→ **Aim of the exercise**: Rewrite the material from the line containing "like (223, 158)." through the end, changing "asphalt road" to "paved road" and keeping everything else the same. Leave the pictures out.

═════ Entries shown

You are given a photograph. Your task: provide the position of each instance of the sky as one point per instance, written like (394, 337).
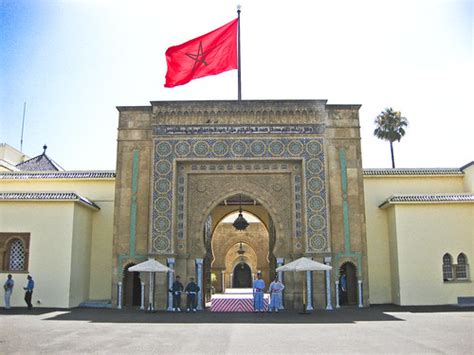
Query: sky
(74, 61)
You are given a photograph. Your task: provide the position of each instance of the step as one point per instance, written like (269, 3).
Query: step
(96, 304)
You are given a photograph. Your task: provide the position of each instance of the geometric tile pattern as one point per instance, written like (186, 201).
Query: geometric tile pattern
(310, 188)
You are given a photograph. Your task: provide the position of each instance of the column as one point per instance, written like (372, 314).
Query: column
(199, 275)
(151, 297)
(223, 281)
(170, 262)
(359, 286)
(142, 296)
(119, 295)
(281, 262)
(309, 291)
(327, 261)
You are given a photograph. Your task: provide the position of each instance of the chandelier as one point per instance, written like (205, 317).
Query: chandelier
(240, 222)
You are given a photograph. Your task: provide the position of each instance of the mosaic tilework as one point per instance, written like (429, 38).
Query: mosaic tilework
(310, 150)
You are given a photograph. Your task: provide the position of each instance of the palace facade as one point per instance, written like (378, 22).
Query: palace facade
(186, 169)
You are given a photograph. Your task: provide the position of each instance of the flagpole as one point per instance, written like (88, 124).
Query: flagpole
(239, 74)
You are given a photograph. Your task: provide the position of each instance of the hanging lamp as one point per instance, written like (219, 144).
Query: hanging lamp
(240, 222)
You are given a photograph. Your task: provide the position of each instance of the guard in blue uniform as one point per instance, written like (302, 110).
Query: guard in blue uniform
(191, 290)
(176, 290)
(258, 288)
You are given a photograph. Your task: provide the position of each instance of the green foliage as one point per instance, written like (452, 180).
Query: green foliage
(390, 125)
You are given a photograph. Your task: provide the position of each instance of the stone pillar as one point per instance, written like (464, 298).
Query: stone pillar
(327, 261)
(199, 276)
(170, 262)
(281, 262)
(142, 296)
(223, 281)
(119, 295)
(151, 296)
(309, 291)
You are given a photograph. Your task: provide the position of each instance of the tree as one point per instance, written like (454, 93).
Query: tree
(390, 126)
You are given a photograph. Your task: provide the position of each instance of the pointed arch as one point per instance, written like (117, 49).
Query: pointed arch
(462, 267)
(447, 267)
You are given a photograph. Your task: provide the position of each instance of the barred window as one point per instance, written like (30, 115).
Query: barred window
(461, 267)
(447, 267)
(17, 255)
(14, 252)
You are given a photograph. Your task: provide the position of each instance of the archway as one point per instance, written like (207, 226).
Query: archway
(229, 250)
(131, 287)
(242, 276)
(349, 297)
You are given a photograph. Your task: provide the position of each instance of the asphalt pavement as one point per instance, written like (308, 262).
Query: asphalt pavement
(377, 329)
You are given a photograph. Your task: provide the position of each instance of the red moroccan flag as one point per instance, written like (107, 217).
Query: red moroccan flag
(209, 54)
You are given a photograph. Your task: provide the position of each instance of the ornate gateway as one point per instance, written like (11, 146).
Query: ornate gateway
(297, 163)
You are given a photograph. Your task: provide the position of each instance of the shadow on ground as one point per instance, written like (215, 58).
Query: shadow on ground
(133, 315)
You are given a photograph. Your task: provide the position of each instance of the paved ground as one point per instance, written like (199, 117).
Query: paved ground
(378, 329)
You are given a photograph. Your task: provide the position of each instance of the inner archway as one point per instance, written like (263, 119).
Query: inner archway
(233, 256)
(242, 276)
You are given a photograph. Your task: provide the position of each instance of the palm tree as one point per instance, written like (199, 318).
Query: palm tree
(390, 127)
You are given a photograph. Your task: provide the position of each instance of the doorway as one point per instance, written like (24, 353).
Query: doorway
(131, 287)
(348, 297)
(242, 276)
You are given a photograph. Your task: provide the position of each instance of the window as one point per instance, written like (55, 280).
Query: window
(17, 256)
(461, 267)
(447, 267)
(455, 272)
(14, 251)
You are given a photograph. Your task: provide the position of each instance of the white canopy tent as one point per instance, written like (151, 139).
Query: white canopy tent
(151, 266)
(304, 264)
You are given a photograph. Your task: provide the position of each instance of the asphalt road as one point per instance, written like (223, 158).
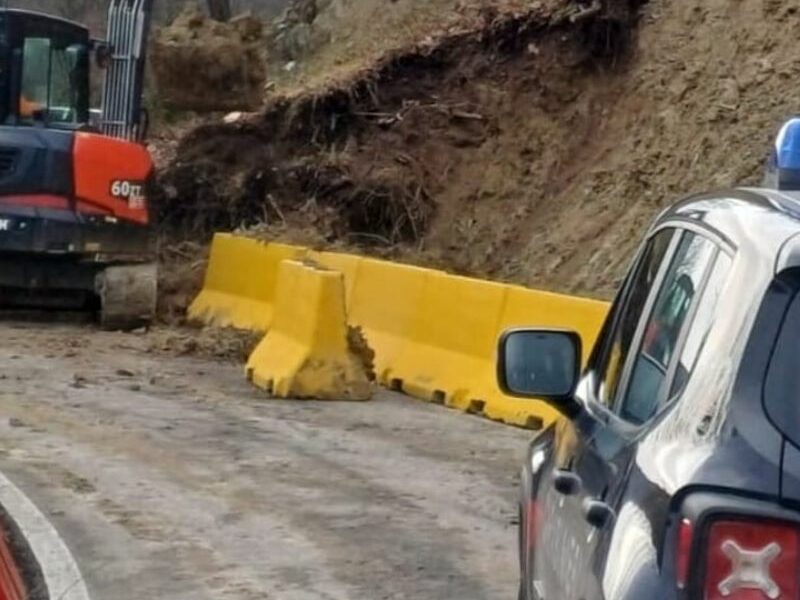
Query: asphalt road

══════════

→ **Exercise answer**:
You are given a photograph. Your task: provide the position of each instance of the paved road as one point per instance, written like (223, 158).
Query: paved road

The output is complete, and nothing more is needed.